■ SHORT PROBLEM: In the records below, copy out word for word the lines from the line containing "detect concrete barrier." through the line containing "[422,272,437,284]", including both of those lines.

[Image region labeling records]
----

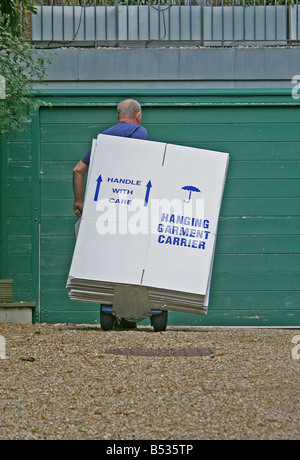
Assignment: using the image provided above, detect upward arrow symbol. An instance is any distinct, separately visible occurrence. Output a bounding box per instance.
[94,174,102,201]
[144,180,152,206]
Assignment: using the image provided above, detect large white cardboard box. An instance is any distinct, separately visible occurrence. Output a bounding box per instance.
[67,135,229,313]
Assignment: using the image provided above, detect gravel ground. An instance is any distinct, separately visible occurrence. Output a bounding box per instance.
[0,324,300,440]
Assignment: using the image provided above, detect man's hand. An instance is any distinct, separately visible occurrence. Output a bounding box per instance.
[73,161,88,217]
[73,201,83,217]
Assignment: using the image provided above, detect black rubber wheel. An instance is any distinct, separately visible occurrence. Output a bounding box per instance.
[151,310,168,332]
[120,318,136,329]
[100,307,115,331]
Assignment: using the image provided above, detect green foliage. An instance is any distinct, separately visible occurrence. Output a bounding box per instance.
[0,5,49,135]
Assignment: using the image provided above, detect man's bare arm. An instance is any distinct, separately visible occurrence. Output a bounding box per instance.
[73,160,88,217]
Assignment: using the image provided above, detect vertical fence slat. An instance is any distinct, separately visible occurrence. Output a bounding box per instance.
[29,0,292,47]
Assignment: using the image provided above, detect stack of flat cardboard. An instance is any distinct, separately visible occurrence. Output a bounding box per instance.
[67,135,229,314]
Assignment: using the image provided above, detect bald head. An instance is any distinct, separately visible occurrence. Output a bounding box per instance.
[117,99,142,125]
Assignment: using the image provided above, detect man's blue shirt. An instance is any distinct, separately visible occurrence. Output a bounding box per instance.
[81,121,148,166]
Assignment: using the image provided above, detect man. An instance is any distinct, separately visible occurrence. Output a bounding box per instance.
[73,99,148,217]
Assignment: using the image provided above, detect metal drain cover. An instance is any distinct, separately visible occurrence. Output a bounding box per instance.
[106,348,213,357]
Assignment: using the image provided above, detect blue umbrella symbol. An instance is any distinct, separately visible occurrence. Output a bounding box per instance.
[182,185,201,203]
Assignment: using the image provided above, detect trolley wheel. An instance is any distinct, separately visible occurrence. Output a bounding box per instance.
[100,306,115,331]
[120,318,136,329]
[151,310,168,332]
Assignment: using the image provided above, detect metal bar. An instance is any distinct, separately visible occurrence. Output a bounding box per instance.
[61,0,65,41]
[72,0,75,40]
[148,2,151,40]
[136,0,140,40]
[157,0,160,40]
[296,0,299,40]
[51,0,54,41]
[253,0,256,41]
[41,3,44,41]
[275,0,278,41]
[126,0,129,41]
[94,0,97,48]
[264,0,267,41]
[83,0,86,40]
[168,0,171,40]
[104,0,107,40]
[189,2,193,40]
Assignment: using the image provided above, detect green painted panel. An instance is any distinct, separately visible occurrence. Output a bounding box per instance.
[211,271,300,292]
[219,216,300,235]
[228,160,300,179]
[8,235,31,255]
[168,308,300,327]
[8,142,32,161]
[8,161,32,180]
[8,254,31,278]
[216,235,300,253]
[7,217,31,236]
[40,160,300,181]
[214,254,300,273]
[7,198,31,217]
[224,178,300,198]
[37,96,300,326]
[7,180,32,198]
[210,290,300,311]
[41,123,300,144]
[42,215,78,236]
[41,235,75,255]
[41,106,299,125]
[42,196,300,217]
[41,140,300,161]
[41,160,79,181]
[41,144,92,162]
[221,198,300,217]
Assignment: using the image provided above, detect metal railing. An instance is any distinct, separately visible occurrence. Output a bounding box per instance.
[31,0,300,47]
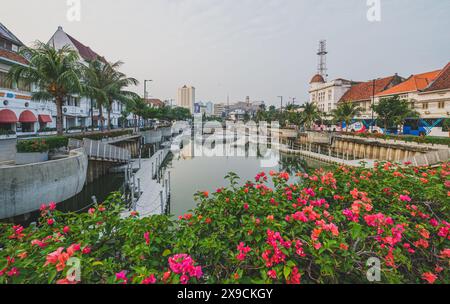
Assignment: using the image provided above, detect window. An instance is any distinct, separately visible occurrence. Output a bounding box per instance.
[0,38,12,51]
[0,71,13,89]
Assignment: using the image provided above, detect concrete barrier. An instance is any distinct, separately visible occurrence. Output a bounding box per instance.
[141,130,162,144]
[0,149,88,219]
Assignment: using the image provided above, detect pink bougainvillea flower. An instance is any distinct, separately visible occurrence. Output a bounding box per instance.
[116,270,128,284]
[286,267,301,284]
[142,274,156,285]
[267,270,277,280]
[81,246,91,254]
[8,267,20,277]
[440,248,450,259]
[67,244,81,256]
[399,195,412,203]
[422,272,437,284]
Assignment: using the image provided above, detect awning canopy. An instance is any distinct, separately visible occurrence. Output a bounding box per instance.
[19,110,37,123]
[0,109,17,124]
[38,114,52,123]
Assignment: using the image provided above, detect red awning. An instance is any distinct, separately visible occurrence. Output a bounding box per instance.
[0,109,17,124]
[38,114,52,123]
[19,110,37,122]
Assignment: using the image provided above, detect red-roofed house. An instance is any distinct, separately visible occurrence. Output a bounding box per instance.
[309,74,355,114]
[48,26,123,128]
[145,98,165,108]
[0,23,51,138]
[416,63,450,118]
[339,74,404,119]
[376,66,448,118]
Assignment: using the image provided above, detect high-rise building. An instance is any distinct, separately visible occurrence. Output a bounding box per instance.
[177,85,195,113]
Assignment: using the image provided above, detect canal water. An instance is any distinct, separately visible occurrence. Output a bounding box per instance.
[166,140,323,216]
[2,139,324,225]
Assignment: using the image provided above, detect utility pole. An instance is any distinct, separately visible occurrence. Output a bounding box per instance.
[144,80,153,100]
[370,79,376,133]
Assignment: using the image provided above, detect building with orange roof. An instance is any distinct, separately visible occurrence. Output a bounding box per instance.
[416,62,450,119]
[309,74,355,114]
[376,63,450,119]
[375,63,450,136]
[0,23,52,138]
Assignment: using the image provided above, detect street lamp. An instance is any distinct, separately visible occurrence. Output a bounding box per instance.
[144,80,153,100]
[370,79,376,133]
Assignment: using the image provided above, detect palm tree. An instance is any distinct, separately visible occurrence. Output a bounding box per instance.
[84,60,138,130]
[8,41,84,135]
[300,102,321,128]
[332,102,363,132]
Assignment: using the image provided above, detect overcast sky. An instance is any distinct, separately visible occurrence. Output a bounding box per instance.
[0,0,450,104]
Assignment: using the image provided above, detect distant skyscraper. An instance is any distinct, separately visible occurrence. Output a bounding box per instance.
[177,85,195,113]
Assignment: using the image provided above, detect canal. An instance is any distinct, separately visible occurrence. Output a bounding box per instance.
[3,138,324,225]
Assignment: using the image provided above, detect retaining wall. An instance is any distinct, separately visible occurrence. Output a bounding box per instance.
[0,149,88,219]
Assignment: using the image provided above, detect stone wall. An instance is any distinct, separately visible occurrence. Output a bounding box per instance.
[0,149,88,219]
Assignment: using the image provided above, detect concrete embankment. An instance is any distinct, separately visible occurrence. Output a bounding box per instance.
[0,149,88,219]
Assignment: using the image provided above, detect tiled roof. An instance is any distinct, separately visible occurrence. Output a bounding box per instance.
[309,74,325,84]
[0,49,28,64]
[145,98,164,107]
[67,34,106,62]
[424,62,450,92]
[339,75,400,102]
[0,22,23,46]
[376,70,441,96]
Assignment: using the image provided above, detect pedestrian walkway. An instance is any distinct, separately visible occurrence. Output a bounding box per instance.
[123,149,170,217]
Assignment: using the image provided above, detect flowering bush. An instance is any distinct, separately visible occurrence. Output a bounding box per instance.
[0,163,450,284]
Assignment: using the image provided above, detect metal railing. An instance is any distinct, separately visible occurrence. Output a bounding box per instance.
[68,138,131,162]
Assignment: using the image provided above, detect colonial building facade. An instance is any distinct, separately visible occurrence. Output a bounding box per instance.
[177,85,195,114]
[309,74,354,115]
[338,74,405,119]
[0,23,56,137]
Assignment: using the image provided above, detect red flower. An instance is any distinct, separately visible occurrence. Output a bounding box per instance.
[267,270,277,280]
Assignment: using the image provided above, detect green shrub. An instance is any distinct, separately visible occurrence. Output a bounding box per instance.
[0,129,16,135]
[16,138,49,153]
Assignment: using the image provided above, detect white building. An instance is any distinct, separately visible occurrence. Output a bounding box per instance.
[177,85,195,114]
[48,26,123,128]
[213,103,225,117]
[0,23,56,138]
[309,74,353,114]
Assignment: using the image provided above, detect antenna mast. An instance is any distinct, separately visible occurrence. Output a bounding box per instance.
[317,40,328,81]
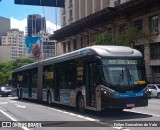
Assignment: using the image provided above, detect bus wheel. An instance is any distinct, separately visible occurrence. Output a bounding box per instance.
[157,93,160,98]
[18,89,22,100]
[77,95,85,112]
[47,92,52,105]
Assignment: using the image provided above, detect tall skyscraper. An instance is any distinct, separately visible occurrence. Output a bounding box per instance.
[27,14,46,36]
[0,29,25,61]
[0,16,11,45]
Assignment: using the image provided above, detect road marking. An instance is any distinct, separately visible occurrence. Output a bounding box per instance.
[0,102,8,105]
[38,105,130,130]
[0,109,30,130]
[9,101,17,103]
[124,109,160,117]
[15,104,26,108]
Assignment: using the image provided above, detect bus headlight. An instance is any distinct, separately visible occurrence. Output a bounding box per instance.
[143,87,149,94]
[101,88,115,97]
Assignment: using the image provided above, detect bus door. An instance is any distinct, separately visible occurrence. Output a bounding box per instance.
[28,72,32,97]
[54,65,61,101]
[86,61,97,107]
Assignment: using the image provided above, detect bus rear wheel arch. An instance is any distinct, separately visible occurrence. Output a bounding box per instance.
[76,94,85,113]
[18,88,23,100]
[47,91,52,105]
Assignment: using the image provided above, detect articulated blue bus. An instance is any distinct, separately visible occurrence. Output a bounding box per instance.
[12,46,148,111]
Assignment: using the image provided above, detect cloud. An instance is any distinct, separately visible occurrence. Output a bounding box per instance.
[10,18,60,34]
[10,18,27,32]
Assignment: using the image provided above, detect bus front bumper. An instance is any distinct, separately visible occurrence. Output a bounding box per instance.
[101,95,148,109]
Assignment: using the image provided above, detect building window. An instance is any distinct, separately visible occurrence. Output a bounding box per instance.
[81,37,83,48]
[69,0,72,8]
[134,19,142,30]
[150,43,160,59]
[135,45,144,58]
[119,24,127,33]
[68,41,71,52]
[73,39,77,50]
[63,42,66,53]
[152,66,160,74]
[69,9,73,20]
[114,0,121,6]
[63,16,66,25]
[150,15,158,34]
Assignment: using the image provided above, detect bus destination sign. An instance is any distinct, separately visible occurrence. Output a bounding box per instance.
[108,60,137,65]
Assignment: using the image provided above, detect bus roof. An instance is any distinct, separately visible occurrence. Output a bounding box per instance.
[14,46,142,72]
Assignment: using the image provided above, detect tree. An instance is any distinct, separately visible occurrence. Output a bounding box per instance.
[96,29,150,48]
[96,32,113,45]
[116,29,150,48]
[0,58,37,84]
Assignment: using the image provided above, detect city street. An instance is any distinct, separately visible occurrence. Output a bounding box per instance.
[0,97,160,130]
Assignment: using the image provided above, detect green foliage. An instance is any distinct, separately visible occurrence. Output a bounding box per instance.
[0,58,36,84]
[96,29,150,47]
[116,29,149,48]
[96,32,112,45]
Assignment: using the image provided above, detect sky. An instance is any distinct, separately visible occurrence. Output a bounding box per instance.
[0,0,60,33]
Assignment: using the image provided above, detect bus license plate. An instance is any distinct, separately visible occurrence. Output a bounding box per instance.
[127,104,135,107]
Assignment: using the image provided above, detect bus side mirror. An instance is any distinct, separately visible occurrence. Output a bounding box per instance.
[77,80,83,87]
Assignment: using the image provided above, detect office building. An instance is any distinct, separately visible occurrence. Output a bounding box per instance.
[27,14,46,36]
[0,16,11,45]
[2,29,25,60]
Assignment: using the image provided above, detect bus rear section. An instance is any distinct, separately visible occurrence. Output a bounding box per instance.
[13,46,148,112]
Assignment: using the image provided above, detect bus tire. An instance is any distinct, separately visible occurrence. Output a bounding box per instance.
[77,95,85,113]
[18,89,23,100]
[157,93,160,99]
[47,92,52,105]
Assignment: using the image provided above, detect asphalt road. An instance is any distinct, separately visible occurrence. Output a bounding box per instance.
[0,97,160,130]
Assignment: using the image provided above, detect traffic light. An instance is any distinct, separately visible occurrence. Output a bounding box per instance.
[14,0,64,7]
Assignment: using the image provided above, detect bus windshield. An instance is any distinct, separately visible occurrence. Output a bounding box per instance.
[103,60,145,86]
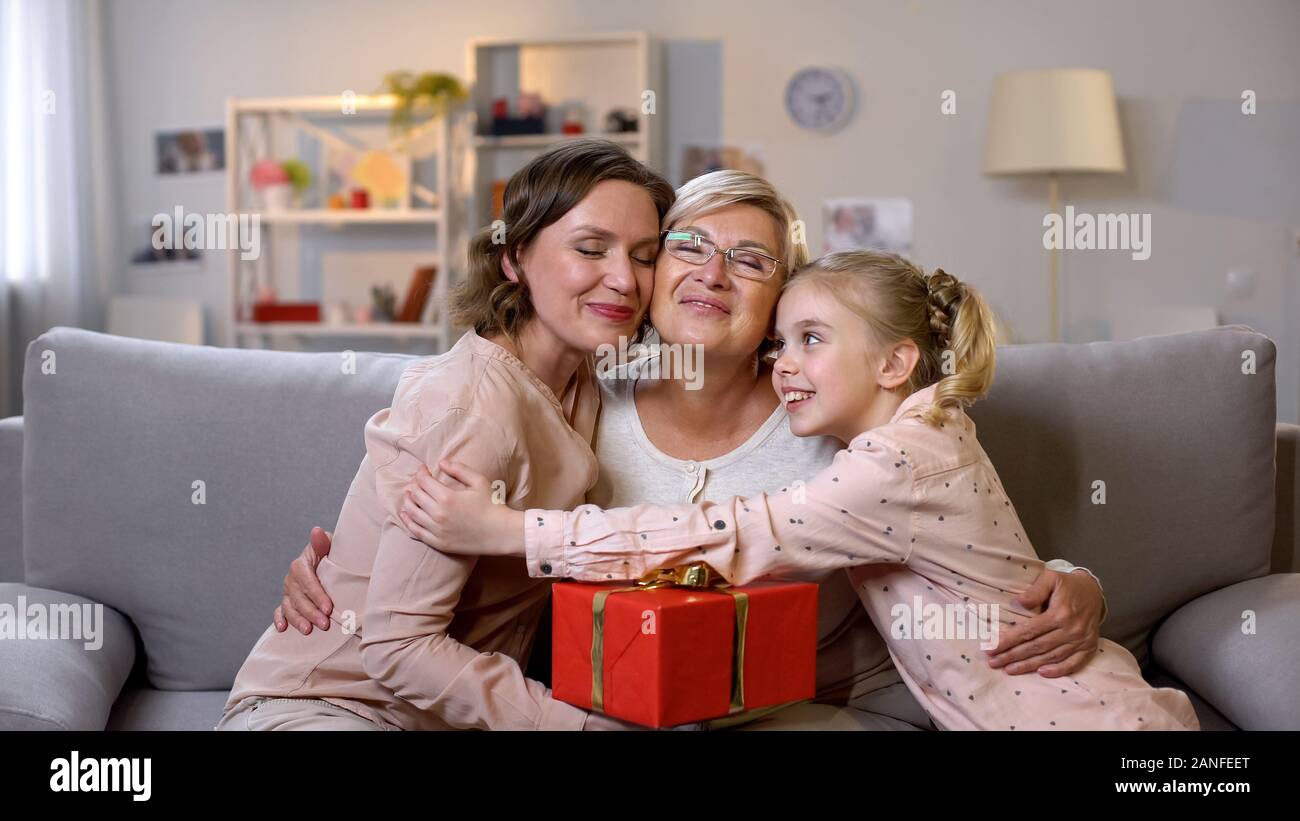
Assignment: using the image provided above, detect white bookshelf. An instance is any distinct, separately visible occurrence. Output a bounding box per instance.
[226,95,455,353]
[467,31,667,227]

----

■ SOLUTION TO THIS TASK:
Assignment: using the image provided above, detect concrete barrier. An instance is any distinct, separately visible occurrence. Output a bounding box per instance.
[141,130,162,144]
[0,149,88,219]
Assignment: using the image provided above, detect pink bougainvillea flower. An instance is any distinct, separately visible occurrence. Output a bounding box per instance.
[116,270,128,284]
[286,267,301,284]
[142,274,156,285]
[267,270,277,280]
[81,246,91,254]
[8,267,20,277]
[440,248,450,259]
[67,244,81,256]
[399,195,412,203]
[422,272,437,284]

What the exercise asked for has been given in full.